> _WHAT YOU HAVE TO DO_
Each line of the records that holds the word "outline" should be copied out.
#### DATA TO PROCESS ####
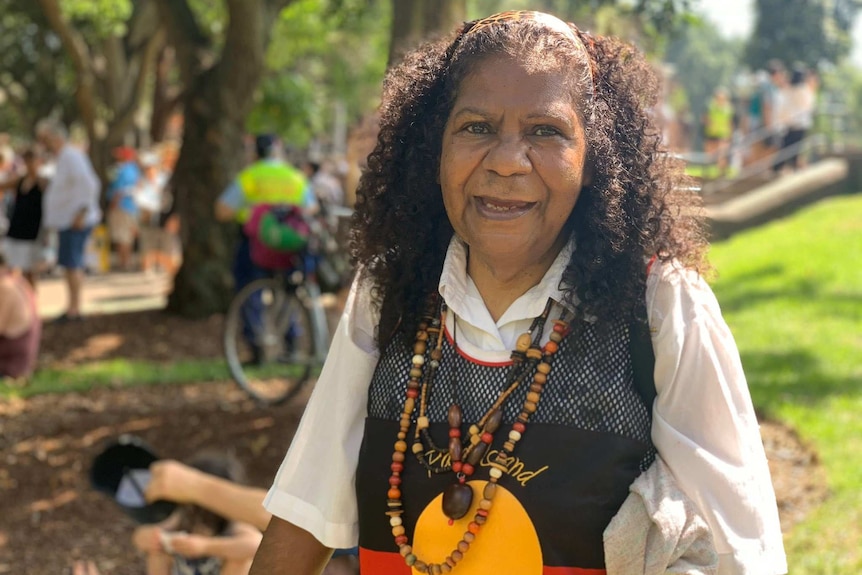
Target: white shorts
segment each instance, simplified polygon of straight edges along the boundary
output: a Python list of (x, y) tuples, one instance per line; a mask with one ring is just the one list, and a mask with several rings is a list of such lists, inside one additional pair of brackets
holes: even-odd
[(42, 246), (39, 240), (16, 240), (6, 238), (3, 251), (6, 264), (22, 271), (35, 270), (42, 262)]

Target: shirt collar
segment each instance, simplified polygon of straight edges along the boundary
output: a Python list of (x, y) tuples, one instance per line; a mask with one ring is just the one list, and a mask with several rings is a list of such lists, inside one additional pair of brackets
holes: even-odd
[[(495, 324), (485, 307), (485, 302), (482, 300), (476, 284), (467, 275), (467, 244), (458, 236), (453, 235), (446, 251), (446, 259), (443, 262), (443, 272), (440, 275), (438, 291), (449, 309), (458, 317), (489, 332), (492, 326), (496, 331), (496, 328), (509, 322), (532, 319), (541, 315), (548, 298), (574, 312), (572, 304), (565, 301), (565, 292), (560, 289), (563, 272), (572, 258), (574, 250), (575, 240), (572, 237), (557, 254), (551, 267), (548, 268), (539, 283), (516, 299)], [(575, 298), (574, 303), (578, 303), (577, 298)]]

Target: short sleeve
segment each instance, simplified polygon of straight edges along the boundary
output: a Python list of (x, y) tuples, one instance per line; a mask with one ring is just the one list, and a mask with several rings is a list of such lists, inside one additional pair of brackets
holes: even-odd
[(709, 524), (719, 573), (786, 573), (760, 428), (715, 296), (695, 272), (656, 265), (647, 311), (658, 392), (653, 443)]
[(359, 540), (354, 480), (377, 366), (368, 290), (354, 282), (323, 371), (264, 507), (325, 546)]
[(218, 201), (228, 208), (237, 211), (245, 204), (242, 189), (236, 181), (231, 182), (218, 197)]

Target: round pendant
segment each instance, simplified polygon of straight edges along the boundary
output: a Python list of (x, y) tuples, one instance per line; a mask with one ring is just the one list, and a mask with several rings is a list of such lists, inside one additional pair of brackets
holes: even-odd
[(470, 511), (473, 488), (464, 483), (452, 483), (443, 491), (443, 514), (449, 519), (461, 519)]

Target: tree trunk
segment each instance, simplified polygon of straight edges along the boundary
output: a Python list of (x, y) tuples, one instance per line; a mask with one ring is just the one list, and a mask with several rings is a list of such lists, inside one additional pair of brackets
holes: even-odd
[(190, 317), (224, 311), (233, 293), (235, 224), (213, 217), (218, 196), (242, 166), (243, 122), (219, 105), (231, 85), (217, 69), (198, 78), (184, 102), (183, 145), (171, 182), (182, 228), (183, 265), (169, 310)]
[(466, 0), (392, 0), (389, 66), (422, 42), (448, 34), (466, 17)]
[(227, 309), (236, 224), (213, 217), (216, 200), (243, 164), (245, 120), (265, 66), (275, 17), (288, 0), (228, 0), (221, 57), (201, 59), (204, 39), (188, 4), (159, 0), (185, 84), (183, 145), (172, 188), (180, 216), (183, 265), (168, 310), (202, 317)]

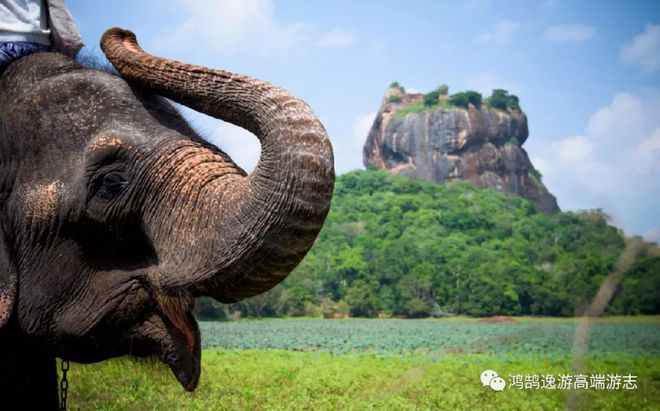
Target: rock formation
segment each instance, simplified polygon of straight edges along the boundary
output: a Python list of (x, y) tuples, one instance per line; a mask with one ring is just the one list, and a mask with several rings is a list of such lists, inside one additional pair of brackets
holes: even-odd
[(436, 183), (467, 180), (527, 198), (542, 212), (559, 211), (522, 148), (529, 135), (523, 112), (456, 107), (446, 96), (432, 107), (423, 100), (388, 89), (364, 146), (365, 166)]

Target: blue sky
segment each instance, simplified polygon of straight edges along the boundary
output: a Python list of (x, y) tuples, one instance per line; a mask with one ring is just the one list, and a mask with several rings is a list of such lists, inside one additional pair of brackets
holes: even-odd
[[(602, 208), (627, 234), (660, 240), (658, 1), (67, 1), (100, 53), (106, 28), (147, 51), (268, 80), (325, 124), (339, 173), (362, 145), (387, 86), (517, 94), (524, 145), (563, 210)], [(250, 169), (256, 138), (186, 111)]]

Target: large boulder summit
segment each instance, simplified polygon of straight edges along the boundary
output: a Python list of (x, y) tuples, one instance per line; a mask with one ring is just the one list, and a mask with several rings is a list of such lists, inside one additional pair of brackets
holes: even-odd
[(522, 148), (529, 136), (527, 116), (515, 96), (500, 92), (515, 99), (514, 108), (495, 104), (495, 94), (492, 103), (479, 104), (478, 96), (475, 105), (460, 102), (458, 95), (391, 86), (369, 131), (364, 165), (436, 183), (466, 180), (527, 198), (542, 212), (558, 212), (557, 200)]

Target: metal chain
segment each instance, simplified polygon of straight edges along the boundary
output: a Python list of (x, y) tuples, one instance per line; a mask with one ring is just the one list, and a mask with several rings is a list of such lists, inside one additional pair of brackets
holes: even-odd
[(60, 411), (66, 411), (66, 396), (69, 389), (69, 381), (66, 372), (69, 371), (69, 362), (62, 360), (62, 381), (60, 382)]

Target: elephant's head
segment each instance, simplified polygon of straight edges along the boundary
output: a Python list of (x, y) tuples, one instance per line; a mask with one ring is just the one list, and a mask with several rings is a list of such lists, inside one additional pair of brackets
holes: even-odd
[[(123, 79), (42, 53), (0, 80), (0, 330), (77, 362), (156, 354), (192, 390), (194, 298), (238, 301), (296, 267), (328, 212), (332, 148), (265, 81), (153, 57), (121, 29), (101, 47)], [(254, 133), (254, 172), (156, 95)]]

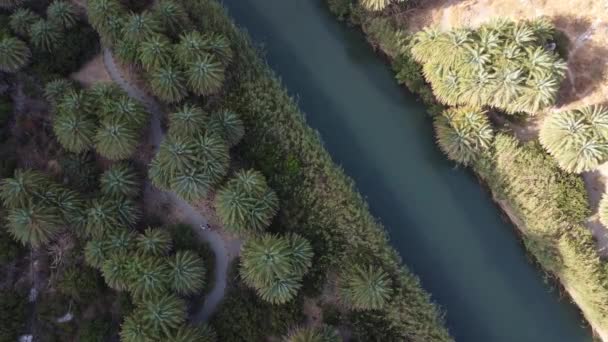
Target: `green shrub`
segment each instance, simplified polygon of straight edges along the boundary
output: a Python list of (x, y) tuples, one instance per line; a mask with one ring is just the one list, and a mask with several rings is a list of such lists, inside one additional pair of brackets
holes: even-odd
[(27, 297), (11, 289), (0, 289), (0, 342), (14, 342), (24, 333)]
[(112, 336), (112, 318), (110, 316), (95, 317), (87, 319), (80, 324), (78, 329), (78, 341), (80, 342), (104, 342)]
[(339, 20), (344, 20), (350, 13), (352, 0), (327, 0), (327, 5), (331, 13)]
####
#### DATA TO PROCESS ####
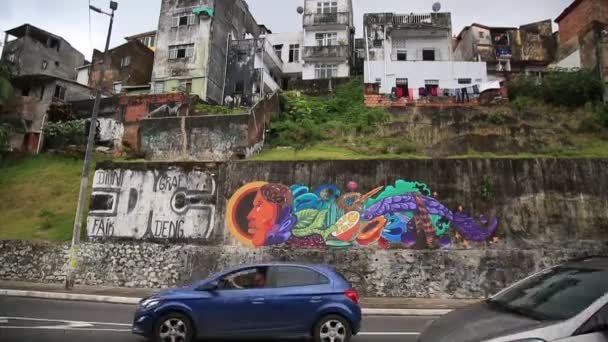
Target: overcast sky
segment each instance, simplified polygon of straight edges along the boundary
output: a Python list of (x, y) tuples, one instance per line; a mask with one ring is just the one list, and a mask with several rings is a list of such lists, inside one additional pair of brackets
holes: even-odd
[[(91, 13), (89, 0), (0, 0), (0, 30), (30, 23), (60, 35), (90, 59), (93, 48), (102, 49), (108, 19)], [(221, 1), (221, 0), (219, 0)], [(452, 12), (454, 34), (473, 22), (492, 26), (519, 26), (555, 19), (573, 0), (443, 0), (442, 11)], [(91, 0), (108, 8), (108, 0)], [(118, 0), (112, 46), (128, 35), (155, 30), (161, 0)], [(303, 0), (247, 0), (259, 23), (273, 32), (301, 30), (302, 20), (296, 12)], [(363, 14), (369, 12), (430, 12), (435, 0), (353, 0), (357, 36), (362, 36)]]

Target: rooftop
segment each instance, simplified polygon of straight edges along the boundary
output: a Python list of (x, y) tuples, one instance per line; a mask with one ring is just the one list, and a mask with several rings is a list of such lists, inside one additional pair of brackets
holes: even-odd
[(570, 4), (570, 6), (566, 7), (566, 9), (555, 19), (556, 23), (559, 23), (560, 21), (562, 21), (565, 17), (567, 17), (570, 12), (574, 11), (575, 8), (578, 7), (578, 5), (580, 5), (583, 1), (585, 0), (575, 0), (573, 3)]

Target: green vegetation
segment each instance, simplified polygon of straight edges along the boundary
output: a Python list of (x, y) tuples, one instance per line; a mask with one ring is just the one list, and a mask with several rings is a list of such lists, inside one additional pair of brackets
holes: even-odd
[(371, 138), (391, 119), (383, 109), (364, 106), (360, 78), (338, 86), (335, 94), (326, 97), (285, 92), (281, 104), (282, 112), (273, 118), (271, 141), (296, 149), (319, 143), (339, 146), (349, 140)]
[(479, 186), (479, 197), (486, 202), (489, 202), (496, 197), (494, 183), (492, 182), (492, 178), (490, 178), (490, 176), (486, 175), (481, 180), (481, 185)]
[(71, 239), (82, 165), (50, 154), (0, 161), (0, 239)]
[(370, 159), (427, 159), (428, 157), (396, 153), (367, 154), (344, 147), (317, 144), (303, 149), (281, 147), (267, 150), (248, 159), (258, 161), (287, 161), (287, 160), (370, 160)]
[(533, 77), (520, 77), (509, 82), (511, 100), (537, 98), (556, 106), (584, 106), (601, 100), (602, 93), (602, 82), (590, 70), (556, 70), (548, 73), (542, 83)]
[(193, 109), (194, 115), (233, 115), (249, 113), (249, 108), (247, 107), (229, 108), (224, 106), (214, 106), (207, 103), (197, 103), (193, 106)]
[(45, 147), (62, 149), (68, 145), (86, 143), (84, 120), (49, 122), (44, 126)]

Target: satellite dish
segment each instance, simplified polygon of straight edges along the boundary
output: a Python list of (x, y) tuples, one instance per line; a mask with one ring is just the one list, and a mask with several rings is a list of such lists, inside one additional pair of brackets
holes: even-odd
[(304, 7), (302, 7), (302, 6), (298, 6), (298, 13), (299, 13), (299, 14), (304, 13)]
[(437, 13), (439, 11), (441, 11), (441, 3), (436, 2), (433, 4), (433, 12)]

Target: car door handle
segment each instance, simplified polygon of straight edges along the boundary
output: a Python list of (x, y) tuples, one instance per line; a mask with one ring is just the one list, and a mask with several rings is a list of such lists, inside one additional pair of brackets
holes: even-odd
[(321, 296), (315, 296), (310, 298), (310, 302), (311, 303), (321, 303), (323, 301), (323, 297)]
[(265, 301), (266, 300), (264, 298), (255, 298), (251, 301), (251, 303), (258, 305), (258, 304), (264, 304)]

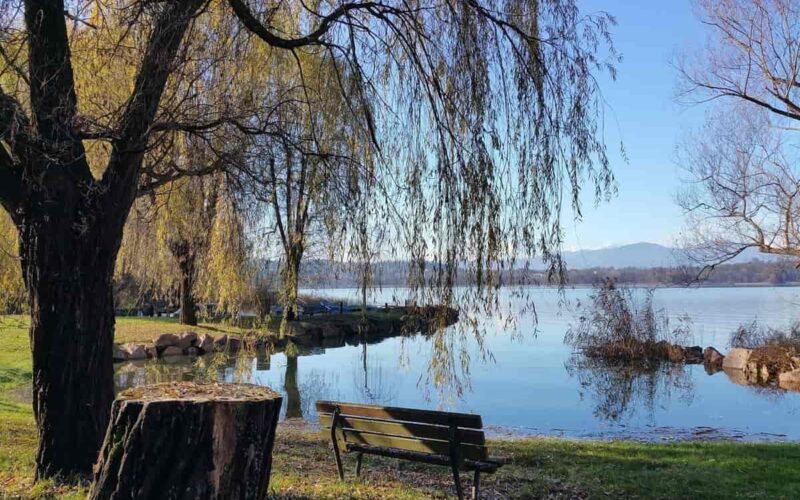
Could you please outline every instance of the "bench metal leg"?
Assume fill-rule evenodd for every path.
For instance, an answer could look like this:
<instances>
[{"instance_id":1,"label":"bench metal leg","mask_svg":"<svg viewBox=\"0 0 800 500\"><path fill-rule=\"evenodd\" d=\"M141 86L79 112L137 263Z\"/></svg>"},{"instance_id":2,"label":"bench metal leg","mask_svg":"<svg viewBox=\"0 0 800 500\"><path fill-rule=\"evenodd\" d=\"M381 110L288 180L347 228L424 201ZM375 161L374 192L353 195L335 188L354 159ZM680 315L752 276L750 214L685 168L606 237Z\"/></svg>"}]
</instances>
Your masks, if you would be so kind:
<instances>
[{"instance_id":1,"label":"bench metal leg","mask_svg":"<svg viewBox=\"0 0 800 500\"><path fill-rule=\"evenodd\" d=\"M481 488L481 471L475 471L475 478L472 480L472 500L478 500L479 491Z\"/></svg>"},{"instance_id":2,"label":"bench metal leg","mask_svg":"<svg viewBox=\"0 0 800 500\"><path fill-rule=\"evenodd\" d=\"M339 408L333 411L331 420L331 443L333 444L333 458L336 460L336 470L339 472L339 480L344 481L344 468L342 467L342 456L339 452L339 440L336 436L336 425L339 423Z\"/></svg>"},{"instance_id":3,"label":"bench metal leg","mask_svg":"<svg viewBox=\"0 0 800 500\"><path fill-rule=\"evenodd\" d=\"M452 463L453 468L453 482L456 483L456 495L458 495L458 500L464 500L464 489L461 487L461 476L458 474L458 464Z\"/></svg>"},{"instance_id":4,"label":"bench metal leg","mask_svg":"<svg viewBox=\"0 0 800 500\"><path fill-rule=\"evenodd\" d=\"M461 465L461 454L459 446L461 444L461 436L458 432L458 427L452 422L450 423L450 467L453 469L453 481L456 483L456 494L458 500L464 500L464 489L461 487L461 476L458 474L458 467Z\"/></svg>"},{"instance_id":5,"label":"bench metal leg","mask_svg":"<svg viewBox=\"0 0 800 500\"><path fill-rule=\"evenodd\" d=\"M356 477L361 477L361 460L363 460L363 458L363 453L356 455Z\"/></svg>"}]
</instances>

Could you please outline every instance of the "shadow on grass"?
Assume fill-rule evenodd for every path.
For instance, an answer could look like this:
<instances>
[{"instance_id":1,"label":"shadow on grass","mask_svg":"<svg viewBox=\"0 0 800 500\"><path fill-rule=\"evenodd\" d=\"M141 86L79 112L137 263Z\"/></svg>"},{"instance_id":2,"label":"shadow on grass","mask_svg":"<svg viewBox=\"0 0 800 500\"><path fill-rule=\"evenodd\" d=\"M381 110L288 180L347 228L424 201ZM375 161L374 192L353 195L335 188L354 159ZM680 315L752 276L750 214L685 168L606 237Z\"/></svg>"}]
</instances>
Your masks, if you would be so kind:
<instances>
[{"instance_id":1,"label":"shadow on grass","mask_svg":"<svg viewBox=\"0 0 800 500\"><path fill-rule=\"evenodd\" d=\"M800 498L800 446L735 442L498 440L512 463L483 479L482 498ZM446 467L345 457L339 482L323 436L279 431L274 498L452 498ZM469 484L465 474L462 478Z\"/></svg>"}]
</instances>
####
#### DATA TO PROCESS ####
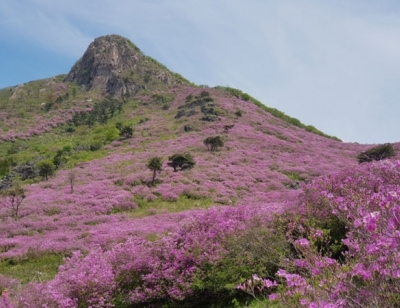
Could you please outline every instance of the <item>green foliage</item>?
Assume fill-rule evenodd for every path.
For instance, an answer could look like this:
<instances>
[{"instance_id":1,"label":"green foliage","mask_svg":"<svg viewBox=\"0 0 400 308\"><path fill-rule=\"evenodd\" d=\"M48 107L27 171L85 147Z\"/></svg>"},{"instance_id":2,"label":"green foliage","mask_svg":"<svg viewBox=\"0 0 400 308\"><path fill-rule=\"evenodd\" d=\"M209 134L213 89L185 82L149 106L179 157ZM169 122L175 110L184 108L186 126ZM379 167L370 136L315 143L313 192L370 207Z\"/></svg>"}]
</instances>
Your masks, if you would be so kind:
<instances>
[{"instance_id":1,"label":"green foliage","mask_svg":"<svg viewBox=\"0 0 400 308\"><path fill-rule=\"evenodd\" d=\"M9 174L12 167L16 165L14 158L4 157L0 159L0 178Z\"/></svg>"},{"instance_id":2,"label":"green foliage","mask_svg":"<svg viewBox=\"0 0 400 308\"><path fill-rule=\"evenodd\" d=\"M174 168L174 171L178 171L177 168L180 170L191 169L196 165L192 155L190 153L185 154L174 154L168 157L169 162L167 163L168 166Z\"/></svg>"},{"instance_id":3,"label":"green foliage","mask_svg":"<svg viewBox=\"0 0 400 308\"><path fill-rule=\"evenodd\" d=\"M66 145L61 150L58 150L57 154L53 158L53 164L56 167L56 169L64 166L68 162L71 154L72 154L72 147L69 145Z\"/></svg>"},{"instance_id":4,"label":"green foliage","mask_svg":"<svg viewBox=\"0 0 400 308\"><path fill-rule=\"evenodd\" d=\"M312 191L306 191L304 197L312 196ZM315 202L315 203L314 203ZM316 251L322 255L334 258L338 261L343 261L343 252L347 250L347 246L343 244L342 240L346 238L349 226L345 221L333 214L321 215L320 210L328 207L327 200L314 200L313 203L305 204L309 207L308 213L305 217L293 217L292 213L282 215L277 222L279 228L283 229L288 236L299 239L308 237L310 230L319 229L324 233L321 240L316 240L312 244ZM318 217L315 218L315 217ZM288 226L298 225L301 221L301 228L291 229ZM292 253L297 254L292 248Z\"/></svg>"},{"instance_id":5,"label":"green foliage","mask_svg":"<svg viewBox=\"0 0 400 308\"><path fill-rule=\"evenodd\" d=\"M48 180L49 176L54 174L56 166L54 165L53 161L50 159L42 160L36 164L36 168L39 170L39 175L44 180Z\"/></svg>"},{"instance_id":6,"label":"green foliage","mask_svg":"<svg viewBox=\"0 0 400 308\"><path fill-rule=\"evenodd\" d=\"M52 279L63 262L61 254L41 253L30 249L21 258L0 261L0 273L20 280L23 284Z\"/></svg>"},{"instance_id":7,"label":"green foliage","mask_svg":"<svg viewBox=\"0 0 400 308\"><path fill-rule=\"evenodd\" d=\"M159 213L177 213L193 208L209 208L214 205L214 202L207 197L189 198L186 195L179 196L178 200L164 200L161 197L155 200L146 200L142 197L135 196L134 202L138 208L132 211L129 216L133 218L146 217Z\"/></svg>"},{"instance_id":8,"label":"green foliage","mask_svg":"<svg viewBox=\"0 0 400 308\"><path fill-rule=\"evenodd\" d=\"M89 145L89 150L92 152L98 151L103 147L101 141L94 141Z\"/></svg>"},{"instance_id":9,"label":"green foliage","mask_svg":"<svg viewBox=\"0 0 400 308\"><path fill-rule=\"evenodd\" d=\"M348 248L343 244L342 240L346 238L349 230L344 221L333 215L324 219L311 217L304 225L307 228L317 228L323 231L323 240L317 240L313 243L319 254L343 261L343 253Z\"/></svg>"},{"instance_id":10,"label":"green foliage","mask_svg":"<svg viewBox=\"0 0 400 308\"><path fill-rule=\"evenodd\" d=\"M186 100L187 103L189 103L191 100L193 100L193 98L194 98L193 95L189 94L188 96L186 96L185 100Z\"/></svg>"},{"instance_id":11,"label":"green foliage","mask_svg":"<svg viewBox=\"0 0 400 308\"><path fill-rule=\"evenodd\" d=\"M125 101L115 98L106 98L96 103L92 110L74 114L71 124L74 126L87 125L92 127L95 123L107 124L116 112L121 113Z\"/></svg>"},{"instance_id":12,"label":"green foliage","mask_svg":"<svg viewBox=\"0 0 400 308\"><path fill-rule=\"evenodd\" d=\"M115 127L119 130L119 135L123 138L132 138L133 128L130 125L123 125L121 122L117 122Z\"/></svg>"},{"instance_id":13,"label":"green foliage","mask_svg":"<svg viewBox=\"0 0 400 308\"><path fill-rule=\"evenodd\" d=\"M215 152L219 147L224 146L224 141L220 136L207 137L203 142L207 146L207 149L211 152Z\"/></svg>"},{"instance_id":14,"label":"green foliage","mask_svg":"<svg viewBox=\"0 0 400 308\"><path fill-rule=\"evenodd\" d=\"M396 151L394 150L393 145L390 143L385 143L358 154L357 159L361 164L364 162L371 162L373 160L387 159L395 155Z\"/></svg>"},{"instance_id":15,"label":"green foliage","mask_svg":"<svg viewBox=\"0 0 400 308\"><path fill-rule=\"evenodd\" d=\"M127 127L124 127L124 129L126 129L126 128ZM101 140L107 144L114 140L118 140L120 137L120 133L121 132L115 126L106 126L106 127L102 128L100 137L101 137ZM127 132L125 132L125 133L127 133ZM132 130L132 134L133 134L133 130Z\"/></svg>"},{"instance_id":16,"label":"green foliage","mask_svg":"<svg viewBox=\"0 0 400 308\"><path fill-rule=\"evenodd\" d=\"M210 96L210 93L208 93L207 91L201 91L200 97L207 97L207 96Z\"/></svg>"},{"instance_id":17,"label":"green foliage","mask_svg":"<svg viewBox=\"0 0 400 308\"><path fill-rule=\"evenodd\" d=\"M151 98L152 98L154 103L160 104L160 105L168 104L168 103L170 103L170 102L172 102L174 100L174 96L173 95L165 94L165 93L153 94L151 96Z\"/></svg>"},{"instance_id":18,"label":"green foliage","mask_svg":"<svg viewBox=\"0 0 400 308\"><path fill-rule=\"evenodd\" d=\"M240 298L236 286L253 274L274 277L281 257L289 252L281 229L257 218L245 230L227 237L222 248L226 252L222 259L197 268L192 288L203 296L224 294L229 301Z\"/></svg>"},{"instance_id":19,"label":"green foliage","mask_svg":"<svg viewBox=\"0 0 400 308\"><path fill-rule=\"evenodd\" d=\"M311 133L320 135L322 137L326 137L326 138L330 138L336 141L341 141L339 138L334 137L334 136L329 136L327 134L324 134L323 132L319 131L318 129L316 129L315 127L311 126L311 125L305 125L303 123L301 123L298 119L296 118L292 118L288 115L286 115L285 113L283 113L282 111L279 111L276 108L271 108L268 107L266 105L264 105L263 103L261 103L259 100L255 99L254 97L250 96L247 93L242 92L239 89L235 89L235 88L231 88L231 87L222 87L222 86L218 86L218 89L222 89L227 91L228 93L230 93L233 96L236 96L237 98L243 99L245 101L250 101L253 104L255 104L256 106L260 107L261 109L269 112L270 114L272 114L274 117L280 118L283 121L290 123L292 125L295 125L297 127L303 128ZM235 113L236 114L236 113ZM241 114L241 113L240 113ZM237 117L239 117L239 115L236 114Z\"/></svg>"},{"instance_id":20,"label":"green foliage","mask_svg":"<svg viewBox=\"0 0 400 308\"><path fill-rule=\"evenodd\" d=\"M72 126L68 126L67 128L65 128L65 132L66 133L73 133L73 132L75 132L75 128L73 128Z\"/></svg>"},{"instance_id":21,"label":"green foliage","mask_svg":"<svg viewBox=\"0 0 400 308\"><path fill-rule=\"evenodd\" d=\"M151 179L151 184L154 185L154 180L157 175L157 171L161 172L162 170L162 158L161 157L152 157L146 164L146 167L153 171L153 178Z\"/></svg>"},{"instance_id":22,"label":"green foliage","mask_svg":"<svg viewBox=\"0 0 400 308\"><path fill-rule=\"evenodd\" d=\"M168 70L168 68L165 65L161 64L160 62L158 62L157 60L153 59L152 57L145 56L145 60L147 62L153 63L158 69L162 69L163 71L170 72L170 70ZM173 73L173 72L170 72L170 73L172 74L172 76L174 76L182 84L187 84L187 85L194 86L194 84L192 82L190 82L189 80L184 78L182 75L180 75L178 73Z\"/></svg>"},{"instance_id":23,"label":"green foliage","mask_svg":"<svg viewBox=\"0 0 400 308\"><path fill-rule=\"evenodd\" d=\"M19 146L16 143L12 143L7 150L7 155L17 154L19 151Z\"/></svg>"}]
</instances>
####
> _RESULT OF THE EXERCISE_
Could you please outline every instance of the "bench metal leg"?
Could you please outline every instance of the "shadow on grass"?
Could you please outline every instance of the <item>green foliage</item>?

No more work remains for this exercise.